Start of Data entries

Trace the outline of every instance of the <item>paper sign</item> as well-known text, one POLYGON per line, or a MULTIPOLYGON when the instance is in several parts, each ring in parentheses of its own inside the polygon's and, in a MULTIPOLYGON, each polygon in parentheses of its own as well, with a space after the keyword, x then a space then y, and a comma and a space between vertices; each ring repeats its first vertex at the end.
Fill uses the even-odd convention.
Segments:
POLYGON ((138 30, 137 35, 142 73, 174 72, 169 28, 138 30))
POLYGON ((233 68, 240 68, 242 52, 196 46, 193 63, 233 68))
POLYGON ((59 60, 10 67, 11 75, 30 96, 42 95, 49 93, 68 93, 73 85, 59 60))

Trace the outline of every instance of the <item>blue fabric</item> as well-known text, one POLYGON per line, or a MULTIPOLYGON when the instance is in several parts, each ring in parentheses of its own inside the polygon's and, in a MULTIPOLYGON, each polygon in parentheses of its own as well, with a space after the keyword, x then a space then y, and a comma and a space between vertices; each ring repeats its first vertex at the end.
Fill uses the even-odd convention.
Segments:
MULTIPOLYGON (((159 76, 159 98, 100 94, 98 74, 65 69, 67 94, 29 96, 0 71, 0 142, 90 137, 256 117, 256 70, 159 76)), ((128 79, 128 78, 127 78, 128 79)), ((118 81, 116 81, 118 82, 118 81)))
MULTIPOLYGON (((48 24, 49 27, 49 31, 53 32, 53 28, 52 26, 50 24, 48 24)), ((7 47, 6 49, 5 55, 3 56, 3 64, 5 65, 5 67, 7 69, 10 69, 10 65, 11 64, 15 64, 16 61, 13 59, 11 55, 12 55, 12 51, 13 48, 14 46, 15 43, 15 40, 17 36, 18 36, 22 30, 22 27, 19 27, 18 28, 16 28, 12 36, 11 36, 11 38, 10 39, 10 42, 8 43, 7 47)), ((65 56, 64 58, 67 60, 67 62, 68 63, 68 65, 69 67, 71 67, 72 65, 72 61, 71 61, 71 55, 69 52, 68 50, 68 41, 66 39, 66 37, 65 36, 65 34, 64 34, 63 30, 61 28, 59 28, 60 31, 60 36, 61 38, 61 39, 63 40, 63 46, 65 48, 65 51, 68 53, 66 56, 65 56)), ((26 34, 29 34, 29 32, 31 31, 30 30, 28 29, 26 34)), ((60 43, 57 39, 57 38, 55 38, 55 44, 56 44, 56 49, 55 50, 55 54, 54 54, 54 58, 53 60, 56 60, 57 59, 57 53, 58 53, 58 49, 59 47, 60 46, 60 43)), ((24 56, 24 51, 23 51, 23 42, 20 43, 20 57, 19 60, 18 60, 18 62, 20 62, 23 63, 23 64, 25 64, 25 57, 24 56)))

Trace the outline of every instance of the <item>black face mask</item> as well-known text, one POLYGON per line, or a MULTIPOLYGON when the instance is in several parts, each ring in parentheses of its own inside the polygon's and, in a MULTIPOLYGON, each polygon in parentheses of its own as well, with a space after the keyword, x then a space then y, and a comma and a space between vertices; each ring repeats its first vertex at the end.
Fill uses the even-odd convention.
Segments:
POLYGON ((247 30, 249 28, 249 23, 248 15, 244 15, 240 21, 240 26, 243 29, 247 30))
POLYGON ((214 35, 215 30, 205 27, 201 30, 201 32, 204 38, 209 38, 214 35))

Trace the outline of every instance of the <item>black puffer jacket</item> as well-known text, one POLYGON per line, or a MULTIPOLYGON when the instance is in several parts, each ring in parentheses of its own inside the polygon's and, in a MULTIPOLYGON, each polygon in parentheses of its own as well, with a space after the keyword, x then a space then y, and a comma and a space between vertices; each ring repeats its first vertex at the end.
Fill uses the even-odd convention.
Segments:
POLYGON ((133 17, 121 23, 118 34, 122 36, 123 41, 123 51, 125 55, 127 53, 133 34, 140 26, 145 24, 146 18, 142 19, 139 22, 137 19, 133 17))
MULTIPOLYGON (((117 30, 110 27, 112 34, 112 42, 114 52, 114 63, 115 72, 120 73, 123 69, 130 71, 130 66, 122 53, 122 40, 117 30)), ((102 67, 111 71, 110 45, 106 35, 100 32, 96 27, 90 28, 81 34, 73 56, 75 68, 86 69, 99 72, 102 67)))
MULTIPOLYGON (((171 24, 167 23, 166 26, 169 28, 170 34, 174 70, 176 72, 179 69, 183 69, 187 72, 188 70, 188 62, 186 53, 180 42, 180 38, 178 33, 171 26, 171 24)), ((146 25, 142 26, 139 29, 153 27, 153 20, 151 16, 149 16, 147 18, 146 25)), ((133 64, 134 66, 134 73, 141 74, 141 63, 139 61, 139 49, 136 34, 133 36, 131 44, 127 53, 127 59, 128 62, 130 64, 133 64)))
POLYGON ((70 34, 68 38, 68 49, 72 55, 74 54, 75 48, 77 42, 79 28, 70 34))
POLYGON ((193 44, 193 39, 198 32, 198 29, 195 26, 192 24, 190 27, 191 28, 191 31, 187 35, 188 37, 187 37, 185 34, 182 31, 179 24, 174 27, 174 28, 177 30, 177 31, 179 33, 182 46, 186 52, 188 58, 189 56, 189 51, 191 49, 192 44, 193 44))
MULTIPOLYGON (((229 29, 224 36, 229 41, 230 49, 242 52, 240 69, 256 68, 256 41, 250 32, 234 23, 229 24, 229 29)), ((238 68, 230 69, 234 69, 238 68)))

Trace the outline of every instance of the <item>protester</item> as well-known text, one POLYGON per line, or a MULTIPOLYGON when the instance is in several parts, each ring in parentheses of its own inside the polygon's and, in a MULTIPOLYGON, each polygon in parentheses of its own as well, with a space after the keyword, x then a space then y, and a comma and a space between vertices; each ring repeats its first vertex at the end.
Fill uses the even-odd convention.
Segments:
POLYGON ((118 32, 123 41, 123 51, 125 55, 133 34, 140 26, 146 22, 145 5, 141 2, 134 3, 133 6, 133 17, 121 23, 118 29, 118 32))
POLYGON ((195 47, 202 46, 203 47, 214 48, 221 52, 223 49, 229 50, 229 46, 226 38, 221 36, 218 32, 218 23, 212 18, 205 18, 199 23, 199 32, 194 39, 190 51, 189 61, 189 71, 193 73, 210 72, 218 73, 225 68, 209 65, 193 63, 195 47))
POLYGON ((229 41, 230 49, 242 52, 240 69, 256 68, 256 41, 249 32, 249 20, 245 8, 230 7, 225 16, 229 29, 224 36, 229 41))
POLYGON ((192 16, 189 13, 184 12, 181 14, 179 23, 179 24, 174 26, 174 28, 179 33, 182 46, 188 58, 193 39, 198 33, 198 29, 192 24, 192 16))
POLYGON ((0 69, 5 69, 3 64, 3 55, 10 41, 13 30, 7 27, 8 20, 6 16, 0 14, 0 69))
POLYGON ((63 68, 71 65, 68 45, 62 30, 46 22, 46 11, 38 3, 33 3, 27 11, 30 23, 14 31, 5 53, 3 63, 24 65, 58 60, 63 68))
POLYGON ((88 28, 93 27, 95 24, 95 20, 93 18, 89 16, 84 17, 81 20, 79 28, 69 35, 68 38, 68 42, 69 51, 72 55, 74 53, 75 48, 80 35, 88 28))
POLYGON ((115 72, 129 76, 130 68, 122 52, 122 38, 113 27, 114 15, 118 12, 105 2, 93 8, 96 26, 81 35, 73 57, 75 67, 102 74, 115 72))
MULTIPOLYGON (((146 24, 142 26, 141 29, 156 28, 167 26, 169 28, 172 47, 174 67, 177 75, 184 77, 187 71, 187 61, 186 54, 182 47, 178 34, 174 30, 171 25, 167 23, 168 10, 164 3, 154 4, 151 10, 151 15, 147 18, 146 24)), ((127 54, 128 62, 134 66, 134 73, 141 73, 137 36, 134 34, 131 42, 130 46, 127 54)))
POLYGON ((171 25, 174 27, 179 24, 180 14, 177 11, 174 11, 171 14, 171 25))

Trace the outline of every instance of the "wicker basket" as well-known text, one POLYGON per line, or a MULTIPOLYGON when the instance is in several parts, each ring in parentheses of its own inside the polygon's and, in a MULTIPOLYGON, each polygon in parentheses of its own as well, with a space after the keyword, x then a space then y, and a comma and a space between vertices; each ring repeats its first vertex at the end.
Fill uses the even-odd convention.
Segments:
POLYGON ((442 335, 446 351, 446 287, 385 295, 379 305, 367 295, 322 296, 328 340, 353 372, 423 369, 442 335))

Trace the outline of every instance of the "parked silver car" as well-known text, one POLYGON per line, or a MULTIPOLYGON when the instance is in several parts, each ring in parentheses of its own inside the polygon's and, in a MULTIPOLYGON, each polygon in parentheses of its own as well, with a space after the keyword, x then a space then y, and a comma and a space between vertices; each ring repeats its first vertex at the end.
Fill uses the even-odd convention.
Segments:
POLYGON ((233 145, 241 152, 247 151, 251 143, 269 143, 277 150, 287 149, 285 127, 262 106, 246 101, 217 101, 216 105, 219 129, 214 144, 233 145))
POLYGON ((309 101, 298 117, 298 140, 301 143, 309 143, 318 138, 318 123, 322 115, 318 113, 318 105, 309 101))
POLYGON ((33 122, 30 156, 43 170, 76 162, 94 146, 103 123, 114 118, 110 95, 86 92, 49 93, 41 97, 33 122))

End of Data entries

_Given request_
Output as a Markdown table with the columns Index and Line the lines from the one containing "Trace the outline of every instance of the <item>black puffer" through the one containing "MULTIPOLYGON (((117 30, 110", numbering each line and leaving out any blank ones.

_Response to this task_
| Index | Line |
|---|---|
| 1 | Trace the outline of every instance of the <item>black puffer jacket</item> as well-known text, one POLYGON per line, or a MULTIPOLYGON when the instance is in several parts, each ring in parentheses of its own inside the polygon's and, in a MULTIPOLYGON, each polygon in parentheses of its own as well, with a space after the keyword, x then a space then y, and a comma and a space between vertices; each ring repeats its first vertex at the end. |
| 2 | Fill uses the even-odd convention. |
| 3 | Segments: |
| 4 | POLYGON ((133 17, 121 23, 118 34, 122 36, 123 41, 123 51, 125 55, 127 53, 133 34, 140 26, 145 24, 146 18, 142 19, 139 22, 137 19, 133 17)) |
| 5 | MULTIPOLYGON (((117 30, 110 27, 112 34, 112 42, 114 52, 114 63, 115 72, 120 73, 123 69, 130 71, 130 66, 122 53, 122 40, 117 30)), ((102 67, 111 71, 110 45, 106 35, 100 32, 96 27, 90 28, 81 34, 73 56, 75 68, 86 69, 99 72, 102 67))) |